**** READING PASSAGE ****
7.3. Akurlee provides no warranties or guarantees for the Services, its availability or function, and excludes in particular (without limitation) any guarantee that the Services will be fit for any purpose pursued by Customer, or that it will function in a certain way, without interruptions, secure or that it will be available at any particular time or location. Akurlee is not liable for any errors or malfunctions of the Software or that the results of using the Services will meet requirements of Customer.

7.4. Unless and to the extent such limitation is prohibited by law, the parties have agreed that the liability of Akurlee for any harm arising out of each and any potential breaches of the Agreement by Akurlee will be limited to 20% of the overall sum paid by Customer to Akurlee in the period of 4 months preceding the occurrence of a breach, and if there is several breaches, the period of 12 months preceding the first of them. Any exceeding damage is not a subject of a compensation and the Customer agrees not to claim such exceeding damage.

7.5. The parties hereby expressly agree that losses of profits, loss of orders, loss of clientele, operating losses, damage to goodwill or all actions directed against Customer by a third party are indirect damages and therefore shall not grant entitlement to any right to compensation by Akurlee.

7.6. No limitation of Customer’s liability shall apply if there is any breach of Article 3, Article 8 or Article 9 hereof by Customer.

8. INTELLECTUAL PROPERTY RIGHTS

8.1. The Software, Services and other products of Akurlee are protected by trademark owned by Akurlee. Customer is not allowed to use trademark of Akurlee in connection with any products or services of Customer. Moreover, Customer is not allowed to remove trademark from the Software or any products or services of Akurlee used by Customer.
**** INFORMATION SHOWN ****
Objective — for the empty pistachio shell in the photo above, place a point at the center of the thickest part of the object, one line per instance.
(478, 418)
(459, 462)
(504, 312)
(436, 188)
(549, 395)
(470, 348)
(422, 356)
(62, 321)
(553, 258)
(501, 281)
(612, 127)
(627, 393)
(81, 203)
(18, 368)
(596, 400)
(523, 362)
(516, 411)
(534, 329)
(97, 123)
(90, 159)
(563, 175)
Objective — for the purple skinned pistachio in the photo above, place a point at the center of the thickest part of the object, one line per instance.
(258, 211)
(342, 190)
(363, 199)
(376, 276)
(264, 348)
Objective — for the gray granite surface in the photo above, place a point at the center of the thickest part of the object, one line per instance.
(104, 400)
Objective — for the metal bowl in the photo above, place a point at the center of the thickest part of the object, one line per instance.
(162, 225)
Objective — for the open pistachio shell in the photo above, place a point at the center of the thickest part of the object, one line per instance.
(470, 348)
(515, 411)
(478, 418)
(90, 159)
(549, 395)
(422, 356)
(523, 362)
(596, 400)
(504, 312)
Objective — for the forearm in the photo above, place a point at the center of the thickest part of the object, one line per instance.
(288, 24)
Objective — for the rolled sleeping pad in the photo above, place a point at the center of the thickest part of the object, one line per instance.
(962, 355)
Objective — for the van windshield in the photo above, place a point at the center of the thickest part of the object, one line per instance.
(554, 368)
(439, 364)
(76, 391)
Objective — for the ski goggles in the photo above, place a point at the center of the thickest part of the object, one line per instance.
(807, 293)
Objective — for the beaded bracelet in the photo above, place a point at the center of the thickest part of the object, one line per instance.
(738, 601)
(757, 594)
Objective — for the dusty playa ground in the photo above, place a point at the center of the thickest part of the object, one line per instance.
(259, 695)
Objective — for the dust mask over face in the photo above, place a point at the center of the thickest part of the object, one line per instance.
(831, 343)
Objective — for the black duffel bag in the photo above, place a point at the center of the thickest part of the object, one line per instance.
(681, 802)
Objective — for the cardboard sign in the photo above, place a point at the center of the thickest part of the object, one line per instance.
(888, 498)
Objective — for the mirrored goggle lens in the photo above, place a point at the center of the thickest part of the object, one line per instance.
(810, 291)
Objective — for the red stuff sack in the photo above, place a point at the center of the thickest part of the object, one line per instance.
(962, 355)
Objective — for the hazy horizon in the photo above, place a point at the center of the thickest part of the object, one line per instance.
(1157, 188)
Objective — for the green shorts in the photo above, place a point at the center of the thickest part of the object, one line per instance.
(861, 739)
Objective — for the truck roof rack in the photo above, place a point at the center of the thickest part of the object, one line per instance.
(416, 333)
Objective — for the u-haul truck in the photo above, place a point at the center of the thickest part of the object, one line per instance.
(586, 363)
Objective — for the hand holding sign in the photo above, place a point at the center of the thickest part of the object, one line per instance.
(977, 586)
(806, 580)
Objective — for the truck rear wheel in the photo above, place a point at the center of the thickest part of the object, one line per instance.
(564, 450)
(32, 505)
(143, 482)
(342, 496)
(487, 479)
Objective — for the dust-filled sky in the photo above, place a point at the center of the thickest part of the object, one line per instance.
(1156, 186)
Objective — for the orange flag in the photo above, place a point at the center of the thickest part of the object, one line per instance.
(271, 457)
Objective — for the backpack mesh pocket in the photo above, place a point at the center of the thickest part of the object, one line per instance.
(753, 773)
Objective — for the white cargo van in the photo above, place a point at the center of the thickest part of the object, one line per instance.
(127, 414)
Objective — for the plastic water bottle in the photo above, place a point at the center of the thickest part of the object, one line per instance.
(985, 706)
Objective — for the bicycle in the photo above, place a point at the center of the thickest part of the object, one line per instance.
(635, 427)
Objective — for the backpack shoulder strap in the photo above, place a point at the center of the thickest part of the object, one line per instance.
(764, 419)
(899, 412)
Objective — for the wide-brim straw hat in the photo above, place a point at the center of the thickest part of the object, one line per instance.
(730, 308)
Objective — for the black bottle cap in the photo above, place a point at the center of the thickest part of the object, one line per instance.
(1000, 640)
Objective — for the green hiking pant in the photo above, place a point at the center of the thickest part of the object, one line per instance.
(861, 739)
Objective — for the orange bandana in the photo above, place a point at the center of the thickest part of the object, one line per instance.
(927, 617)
****
= OBJECTIVE A =
Answer these questions from the service terms:
(i) For a single breach, what is Akurlee's liability limited to?
(ii) Breach of which articles by Customer means no limitation of Customer's liability applies?
(iii) What may Customer not remove from the Software or Akurlee's products or services?
= OBJECTIVE B =
According to the service terms, why do losses of profits, loss of orders and damage to goodwill not entitle Customer to compensation from Akurlee? Answer in one to three sentences.
= OBJECTIVE C =
Write the next part of the service terms, picking up after the last sentence of section 8.1.
The data plays no part in the work on the service terms.

= WRITTEN REPLY A =
(i) 20% of the overall sum paid by Customer to Akurlee in the period of 4 months preceding the occurrence of the breach.
(ii) Article 3, Article 8 or Article 9.
(iii) Akurlee's trademark.

= WRITTEN REPLY B =
The parties expressly agree that these losses, along with loss of clientele, operating losses and actions by a third party against Customer, are indirect damages. Because they are indirect damages, they grant no right to compensation by Akurlee.

= WRITTEN REPLY C =
8.2. Unless specifically agreed hereunder, all intellectual property and any rights related to the Software shall remain solely with Akurlee.

8.3. If necessary for the Customer’s use of the Software Akurlee grants Customer a licence, which is:

8.3.1.  non-transferable;

8.3.2. non-exclusive;

8.3.3. limited to the period of the provision of Services under this Agreement;

8.3.4. not passable to Customer’s legal successors, without prior consent of Akurlee.

8.4. Any consent pursuant to the previous sentences may be provided only by an authorisation letter from Akurlee, which may be issued upon request of the Customer sent via e-mail to support@akurlee.com. Such consent may be given or withheld upon Akurlee’s sole discretion.

8.5. The Software includes software available under open source licence (“Open Source SW“). Open Source SW is designated as such in the source code and Customer may use the Open Source SW separable from the Software subject to terms of the applicable open source licence. List of the Open Source SW and the terms and conditions of applicable licenses and authors is available at the “About” section of appropriate application.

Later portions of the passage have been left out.